Items from a dataset
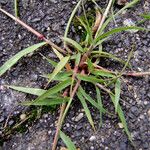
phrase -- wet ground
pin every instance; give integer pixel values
(50, 17)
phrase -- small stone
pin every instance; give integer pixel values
(23, 116)
(79, 117)
(92, 138)
(120, 125)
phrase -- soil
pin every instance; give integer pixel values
(50, 18)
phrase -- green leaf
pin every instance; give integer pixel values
(13, 60)
(89, 78)
(57, 88)
(74, 43)
(70, 145)
(32, 91)
(16, 7)
(77, 59)
(146, 16)
(107, 55)
(53, 63)
(46, 102)
(87, 28)
(62, 76)
(58, 54)
(86, 109)
(122, 118)
(100, 104)
(102, 73)
(59, 67)
(117, 30)
(117, 93)
(90, 65)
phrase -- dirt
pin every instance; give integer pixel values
(50, 17)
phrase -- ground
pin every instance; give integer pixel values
(50, 17)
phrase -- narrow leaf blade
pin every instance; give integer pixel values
(86, 109)
(117, 93)
(74, 43)
(46, 102)
(59, 67)
(57, 88)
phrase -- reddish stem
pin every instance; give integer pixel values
(59, 124)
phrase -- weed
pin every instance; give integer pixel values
(79, 63)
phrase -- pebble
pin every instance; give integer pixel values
(92, 138)
(79, 117)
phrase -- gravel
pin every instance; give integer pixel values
(50, 17)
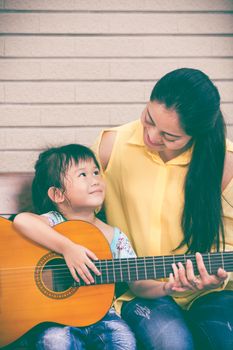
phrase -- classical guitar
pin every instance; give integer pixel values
(36, 285)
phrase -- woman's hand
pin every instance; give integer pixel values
(183, 278)
(79, 261)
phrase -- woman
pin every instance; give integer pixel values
(170, 188)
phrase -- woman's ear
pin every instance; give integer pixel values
(56, 195)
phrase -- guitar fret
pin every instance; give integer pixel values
(144, 259)
(129, 277)
(101, 276)
(209, 263)
(106, 266)
(136, 268)
(222, 260)
(132, 269)
(164, 267)
(113, 269)
(121, 270)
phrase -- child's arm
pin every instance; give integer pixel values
(77, 257)
(182, 279)
(150, 289)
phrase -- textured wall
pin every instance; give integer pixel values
(69, 68)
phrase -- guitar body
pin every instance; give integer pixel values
(29, 292)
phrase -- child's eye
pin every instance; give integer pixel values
(169, 138)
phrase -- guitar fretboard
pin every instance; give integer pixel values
(144, 268)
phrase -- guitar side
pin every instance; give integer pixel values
(25, 299)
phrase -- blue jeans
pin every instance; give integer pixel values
(110, 333)
(161, 324)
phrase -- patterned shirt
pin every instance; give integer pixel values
(120, 245)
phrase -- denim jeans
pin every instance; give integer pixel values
(110, 333)
(162, 325)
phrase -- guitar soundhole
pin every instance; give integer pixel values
(53, 277)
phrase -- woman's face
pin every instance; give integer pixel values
(162, 130)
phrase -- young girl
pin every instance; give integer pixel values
(68, 186)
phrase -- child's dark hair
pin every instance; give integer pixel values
(50, 170)
(196, 100)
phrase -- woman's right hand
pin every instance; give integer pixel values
(79, 261)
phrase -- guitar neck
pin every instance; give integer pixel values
(144, 268)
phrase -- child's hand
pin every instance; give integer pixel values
(183, 278)
(78, 260)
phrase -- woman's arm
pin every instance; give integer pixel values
(77, 257)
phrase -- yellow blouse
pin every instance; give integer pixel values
(144, 197)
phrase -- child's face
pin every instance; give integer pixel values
(84, 186)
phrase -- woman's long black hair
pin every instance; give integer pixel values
(196, 100)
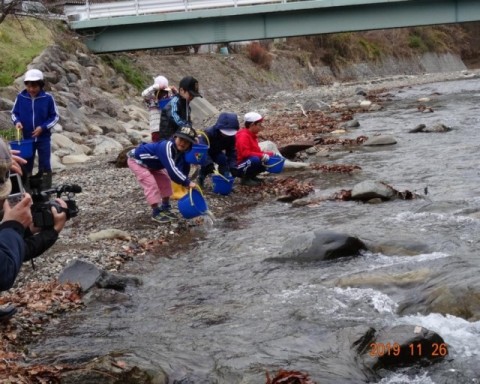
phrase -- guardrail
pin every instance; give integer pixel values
(143, 7)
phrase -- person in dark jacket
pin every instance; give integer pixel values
(221, 140)
(176, 113)
(19, 240)
(35, 113)
(156, 165)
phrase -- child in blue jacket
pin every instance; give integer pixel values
(157, 164)
(35, 113)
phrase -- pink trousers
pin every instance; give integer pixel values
(156, 184)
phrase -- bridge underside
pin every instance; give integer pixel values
(266, 22)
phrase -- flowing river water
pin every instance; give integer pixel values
(222, 313)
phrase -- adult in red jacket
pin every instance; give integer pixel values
(250, 158)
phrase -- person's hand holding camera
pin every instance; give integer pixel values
(21, 212)
(59, 219)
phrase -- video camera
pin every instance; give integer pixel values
(41, 208)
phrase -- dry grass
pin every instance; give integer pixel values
(21, 40)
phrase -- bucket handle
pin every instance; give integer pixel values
(190, 194)
(273, 165)
(206, 137)
(219, 174)
(18, 135)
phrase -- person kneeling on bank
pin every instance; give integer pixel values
(221, 140)
(20, 240)
(156, 165)
(250, 158)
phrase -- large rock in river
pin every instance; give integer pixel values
(319, 245)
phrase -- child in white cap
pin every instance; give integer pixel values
(35, 113)
(155, 96)
(250, 158)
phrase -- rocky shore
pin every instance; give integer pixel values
(86, 153)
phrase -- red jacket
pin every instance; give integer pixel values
(246, 144)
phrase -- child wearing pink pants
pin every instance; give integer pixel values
(156, 165)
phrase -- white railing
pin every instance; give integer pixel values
(143, 7)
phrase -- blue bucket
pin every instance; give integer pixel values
(222, 185)
(197, 154)
(192, 204)
(25, 147)
(275, 164)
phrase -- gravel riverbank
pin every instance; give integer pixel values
(111, 199)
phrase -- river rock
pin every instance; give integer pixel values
(109, 370)
(380, 140)
(370, 189)
(318, 246)
(289, 151)
(81, 272)
(400, 346)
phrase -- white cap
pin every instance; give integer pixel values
(229, 132)
(252, 117)
(161, 81)
(33, 75)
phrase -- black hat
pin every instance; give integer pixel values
(187, 133)
(190, 84)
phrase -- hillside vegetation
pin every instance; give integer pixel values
(22, 39)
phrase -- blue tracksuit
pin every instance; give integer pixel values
(164, 155)
(40, 111)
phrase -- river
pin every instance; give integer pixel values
(222, 313)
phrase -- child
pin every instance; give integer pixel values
(250, 158)
(176, 113)
(154, 96)
(35, 113)
(221, 138)
(156, 164)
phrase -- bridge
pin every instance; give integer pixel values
(149, 24)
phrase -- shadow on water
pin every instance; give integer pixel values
(220, 313)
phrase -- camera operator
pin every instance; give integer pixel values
(19, 240)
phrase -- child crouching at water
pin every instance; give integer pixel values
(156, 165)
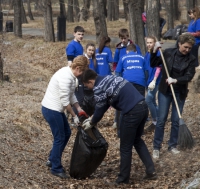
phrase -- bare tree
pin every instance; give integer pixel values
(17, 18)
(45, 7)
(24, 19)
(99, 20)
(153, 18)
(70, 15)
(29, 10)
(135, 22)
(63, 12)
(76, 10)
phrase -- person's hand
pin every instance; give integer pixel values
(87, 124)
(156, 46)
(152, 85)
(170, 80)
(76, 120)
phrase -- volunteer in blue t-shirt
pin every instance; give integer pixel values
(132, 68)
(104, 57)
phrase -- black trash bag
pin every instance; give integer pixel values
(89, 150)
(168, 34)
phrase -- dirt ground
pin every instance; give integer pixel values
(25, 138)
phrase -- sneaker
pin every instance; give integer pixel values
(174, 151)
(150, 176)
(150, 128)
(156, 154)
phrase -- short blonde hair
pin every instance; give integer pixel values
(80, 61)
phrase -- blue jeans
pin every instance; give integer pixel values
(61, 134)
(151, 102)
(164, 102)
(131, 129)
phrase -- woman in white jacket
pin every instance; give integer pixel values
(59, 97)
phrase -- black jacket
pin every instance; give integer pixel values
(187, 70)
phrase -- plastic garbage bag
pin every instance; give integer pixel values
(89, 150)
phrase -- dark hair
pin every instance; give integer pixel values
(131, 47)
(123, 33)
(79, 29)
(93, 56)
(88, 75)
(103, 42)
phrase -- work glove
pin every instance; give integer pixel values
(156, 46)
(170, 80)
(76, 120)
(87, 124)
(152, 85)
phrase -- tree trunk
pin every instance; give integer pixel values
(17, 18)
(70, 15)
(63, 12)
(175, 11)
(76, 11)
(153, 18)
(11, 4)
(85, 10)
(24, 19)
(45, 6)
(125, 4)
(135, 23)
(29, 10)
(99, 20)
(170, 14)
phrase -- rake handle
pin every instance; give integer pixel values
(172, 89)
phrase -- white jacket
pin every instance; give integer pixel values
(60, 91)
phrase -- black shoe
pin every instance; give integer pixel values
(150, 128)
(61, 175)
(150, 176)
(48, 164)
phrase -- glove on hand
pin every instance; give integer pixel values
(156, 46)
(152, 85)
(87, 124)
(171, 80)
(76, 120)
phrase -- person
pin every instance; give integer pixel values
(194, 29)
(58, 97)
(117, 92)
(74, 48)
(132, 68)
(153, 79)
(90, 54)
(119, 52)
(104, 57)
(181, 67)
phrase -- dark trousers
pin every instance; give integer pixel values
(61, 134)
(131, 129)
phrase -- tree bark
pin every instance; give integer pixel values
(17, 18)
(63, 12)
(76, 11)
(45, 7)
(99, 20)
(24, 19)
(135, 23)
(70, 15)
(153, 18)
(29, 10)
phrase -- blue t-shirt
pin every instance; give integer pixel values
(151, 71)
(194, 26)
(103, 61)
(121, 51)
(74, 48)
(133, 67)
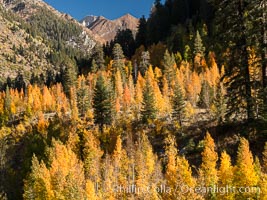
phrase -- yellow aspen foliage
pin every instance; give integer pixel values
(189, 110)
(39, 183)
(150, 74)
(131, 88)
(165, 88)
(263, 186)
(66, 172)
(222, 71)
(42, 124)
(126, 98)
(225, 176)
(264, 158)
(158, 74)
(244, 172)
(37, 99)
(138, 93)
(90, 190)
(180, 79)
(108, 180)
(117, 105)
(208, 171)
(160, 103)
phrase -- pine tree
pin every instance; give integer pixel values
(69, 75)
(142, 32)
(102, 102)
(245, 174)
(178, 104)
(144, 63)
(98, 57)
(92, 156)
(225, 175)
(178, 173)
(38, 185)
(149, 110)
(264, 158)
(232, 29)
(198, 46)
(169, 63)
(83, 97)
(208, 171)
(118, 57)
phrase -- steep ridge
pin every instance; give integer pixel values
(107, 29)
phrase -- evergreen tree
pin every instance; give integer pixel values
(198, 46)
(225, 175)
(144, 63)
(208, 171)
(206, 95)
(264, 158)
(142, 32)
(69, 75)
(178, 104)
(118, 57)
(83, 97)
(149, 110)
(102, 102)
(126, 40)
(98, 56)
(169, 63)
(232, 32)
(245, 173)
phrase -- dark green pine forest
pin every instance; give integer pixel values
(170, 112)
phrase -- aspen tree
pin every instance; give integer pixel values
(208, 172)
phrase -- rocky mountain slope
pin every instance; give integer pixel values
(30, 10)
(106, 28)
(19, 51)
(35, 38)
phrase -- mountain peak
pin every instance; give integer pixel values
(108, 29)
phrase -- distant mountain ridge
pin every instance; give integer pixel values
(107, 29)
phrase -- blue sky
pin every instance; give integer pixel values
(111, 9)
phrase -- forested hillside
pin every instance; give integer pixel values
(177, 112)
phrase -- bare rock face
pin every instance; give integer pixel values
(107, 29)
(28, 8)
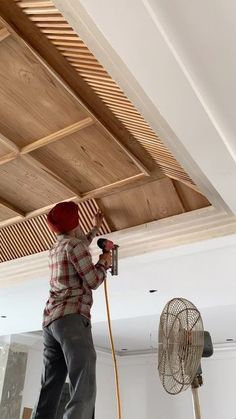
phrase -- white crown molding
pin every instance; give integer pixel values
(170, 233)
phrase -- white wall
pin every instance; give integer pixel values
(106, 400)
(141, 393)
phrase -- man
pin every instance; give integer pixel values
(68, 344)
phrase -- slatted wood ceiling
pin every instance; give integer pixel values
(53, 147)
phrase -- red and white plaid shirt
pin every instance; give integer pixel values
(73, 277)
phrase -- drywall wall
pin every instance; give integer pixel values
(141, 391)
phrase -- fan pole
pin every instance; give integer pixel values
(197, 382)
(196, 403)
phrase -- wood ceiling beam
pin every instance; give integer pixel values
(116, 187)
(4, 33)
(33, 161)
(58, 135)
(35, 4)
(15, 19)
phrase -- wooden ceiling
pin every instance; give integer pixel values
(68, 132)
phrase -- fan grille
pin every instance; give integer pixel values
(181, 342)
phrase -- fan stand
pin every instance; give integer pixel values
(197, 382)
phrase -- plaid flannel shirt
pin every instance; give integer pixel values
(73, 277)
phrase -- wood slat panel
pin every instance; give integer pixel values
(88, 158)
(106, 86)
(6, 213)
(143, 204)
(22, 26)
(41, 106)
(29, 188)
(35, 236)
(42, 142)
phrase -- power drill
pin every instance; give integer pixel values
(108, 246)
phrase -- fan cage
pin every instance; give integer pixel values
(181, 342)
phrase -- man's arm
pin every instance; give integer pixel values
(91, 234)
(98, 220)
(92, 274)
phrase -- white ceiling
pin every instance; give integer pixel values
(202, 272)
(176, 61)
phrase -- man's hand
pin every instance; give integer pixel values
(98, 219)
(106, 259)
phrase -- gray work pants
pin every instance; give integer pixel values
(68, 348)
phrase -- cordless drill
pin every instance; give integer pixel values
(108, 246)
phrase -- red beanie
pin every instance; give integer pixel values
(63, 217)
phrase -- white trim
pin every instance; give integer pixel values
(91, 32)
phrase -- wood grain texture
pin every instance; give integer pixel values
(191, 199)
(28, 31)
(29, 188)
(88, 158)
(40, 105)
(4, 33)
(142, 204)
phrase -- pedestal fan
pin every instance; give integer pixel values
(182, 344)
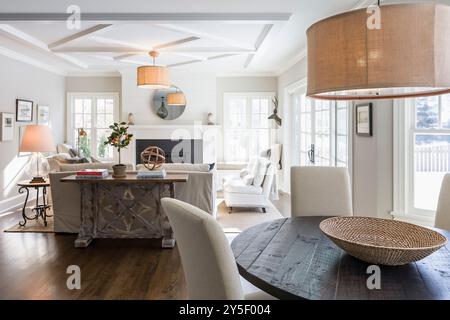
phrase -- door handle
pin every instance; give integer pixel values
(311, 154)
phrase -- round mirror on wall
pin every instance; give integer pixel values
(169, 104)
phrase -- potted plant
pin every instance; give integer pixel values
(119, 139)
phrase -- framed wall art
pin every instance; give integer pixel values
(364, 126)
(24, 110)
(7, 126)
(43, 115)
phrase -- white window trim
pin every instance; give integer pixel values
(93, 95)
(404, 165)
(286, 111)
(248, 96)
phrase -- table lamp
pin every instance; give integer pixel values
(38, 139)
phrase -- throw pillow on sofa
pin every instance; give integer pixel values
(244, 173)
(260, 172)
(248, 179)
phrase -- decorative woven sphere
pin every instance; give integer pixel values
(153, 158)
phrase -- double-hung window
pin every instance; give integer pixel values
(89, 118)
(421, 155)
(246, 125)
(320, 131)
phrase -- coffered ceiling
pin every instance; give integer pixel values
(224, 37)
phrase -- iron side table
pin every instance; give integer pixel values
(41, 207)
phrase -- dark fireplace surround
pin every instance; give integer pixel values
(185, 151)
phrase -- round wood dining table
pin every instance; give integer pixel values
(293, 259)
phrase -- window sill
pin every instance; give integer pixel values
(231, 166)
(420, 219)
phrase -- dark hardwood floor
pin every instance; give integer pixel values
(33, 266)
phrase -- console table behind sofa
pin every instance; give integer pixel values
(199, 191)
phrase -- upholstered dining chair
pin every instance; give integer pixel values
(208, 262)
(443, 210)
(320, 191)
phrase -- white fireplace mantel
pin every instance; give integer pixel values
(209, 134)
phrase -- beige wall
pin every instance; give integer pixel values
(373, 165)
(19, 80)
(372, 157)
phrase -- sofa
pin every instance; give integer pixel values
(253, 187)
(199, 191)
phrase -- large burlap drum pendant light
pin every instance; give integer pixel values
(153, 77)
(408, 56)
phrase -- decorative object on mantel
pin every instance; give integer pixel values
(43, 115)
(7, 126)
(211, 120)
(153, 77)
(153, 158)
(402, 53)
(119, 139)
(131, 119)
(176, 98)
(382, 241)
(364, 126)
(275, 116)
(37, 139)
(24, 110)
(162, 110)
(169, 104)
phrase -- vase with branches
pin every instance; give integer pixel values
(119, 139)
(275, 116)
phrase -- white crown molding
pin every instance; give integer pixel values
(152, 17)
(93, 73)
(31, 61)
(246, 74)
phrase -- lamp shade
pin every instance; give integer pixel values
(154, 77)
(176, 99)
(408, 57)
(37, 139)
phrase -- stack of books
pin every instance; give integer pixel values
(92, 174)
(160, 174)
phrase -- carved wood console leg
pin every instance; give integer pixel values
(83, 242)
(88, 209)
(168, 242)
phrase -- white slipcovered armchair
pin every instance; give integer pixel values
(252, 189)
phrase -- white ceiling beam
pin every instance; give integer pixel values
(79, 35)
(259, 41)
(196, 61)
(31, 61)
(124, 56)
(99, 49)
(205, 35)
(23, 37)
(229, 50)
(32, 42)
(149, 17)
(109, 41)
(73, 60)
(183, 63)
(175, 43)
(134, 51)
(158, 47)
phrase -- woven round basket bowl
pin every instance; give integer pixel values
(381, 241)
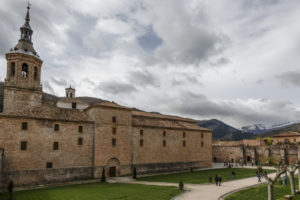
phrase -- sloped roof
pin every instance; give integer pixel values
(52, 112)
(288, 134)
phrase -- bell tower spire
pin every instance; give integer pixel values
(22, 87)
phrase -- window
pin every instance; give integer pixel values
(24, 126)
(13, 69)
(35, 73)
(114, 141)
(114, 131)
(49, 165)
(80, 141)
(55, 145)
(56, 127)
(141, 142)
(24, 70)
(74, 105)
(23, 146)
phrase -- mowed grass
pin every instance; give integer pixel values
(105, 191)
(261, 192)
(202, 176)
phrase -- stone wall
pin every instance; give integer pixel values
(20, 165)
(254, 154)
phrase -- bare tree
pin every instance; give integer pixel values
(281, 169)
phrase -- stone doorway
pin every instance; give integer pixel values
(113, 167)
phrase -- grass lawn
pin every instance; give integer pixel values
(98, 191)
(202, 176)
(261, 192)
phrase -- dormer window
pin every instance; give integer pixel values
(74, 105)
(24, 70)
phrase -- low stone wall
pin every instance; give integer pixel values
(169, 167)
(46, 176)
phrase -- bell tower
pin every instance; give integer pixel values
(22, 87)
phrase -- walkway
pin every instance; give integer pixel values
(202, 191)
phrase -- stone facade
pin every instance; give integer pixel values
(45, 140)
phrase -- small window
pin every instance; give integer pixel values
(55, 145)
(74, 105)
(23, 146)
(24, 126)
(49, 165)
(114, 142)
(80, 141)
(35, 73)
(13, 69)
(56, 127)
(141, 142)
(114, 131)
(24, 70)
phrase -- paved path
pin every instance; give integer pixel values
(202, 191)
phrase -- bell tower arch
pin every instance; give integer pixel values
(22, 86)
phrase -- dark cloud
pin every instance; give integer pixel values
(114, 87)
(143, 79)
(291, 78)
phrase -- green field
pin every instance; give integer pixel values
(261, 192)
(105, 191)
(202, 176)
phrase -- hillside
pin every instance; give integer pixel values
(294, 127)
(223, 131)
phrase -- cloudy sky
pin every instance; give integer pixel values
(234, 60)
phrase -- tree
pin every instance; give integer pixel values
(103, 175)
(281, 169)
(134, 172)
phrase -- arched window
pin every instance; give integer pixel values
(24, 70)
(13, 69)
(35, 73)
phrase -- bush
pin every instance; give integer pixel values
(181, 185)
(103, 175)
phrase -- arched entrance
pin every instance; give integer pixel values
(113, 167)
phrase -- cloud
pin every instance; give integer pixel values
(114, 87)
(143, 79)
(290, 78)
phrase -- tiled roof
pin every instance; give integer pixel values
(50, 111)
(165, 123)
(287, 134)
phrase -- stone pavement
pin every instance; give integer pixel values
(203, 191)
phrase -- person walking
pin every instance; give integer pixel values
(216, 180)
(233, 174)
(220, 180)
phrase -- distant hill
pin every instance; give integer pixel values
(293, 127)
(223, 131)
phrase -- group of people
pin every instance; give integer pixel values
(218, 180)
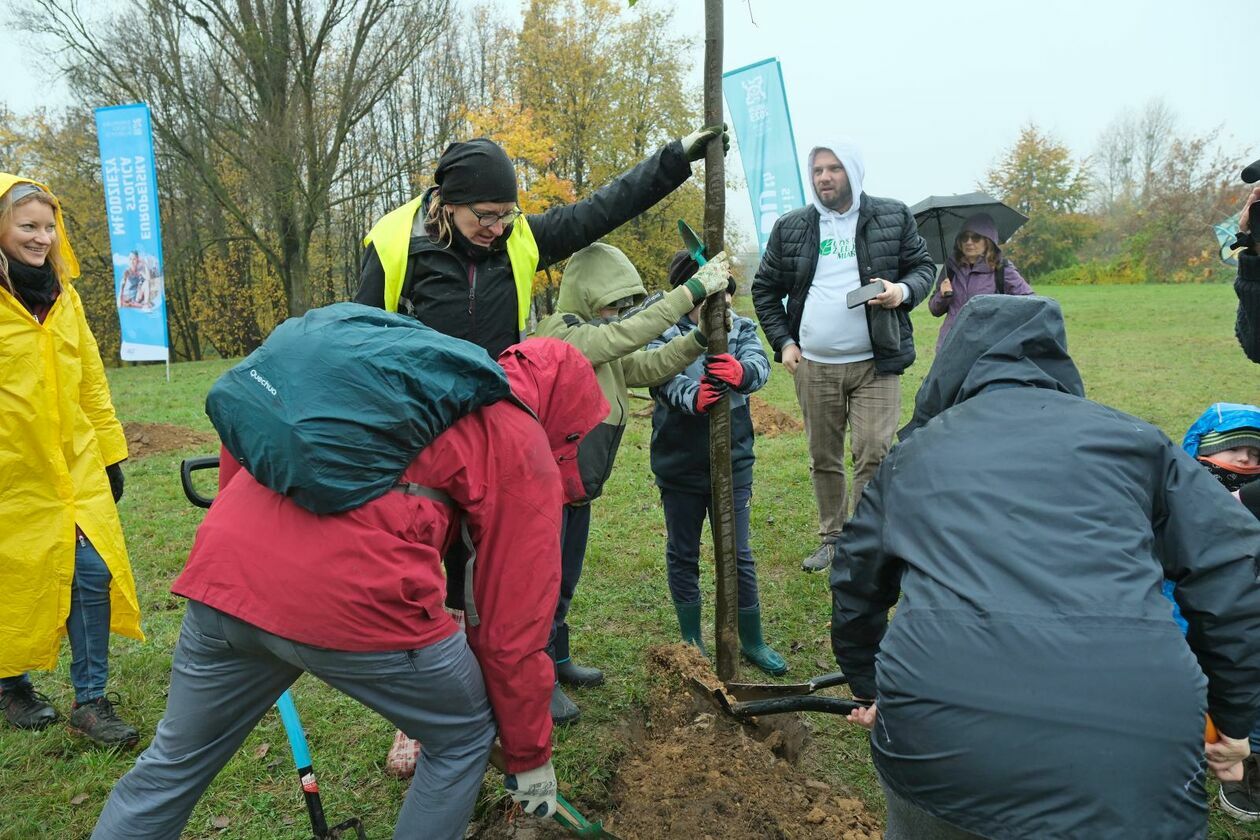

| What to work on |
Which lines of the data include "grass"? Copy each of them.

| Result for this exercise |
phrase -- dry grass
phrase -- mowed grass
phrase -- grass lawn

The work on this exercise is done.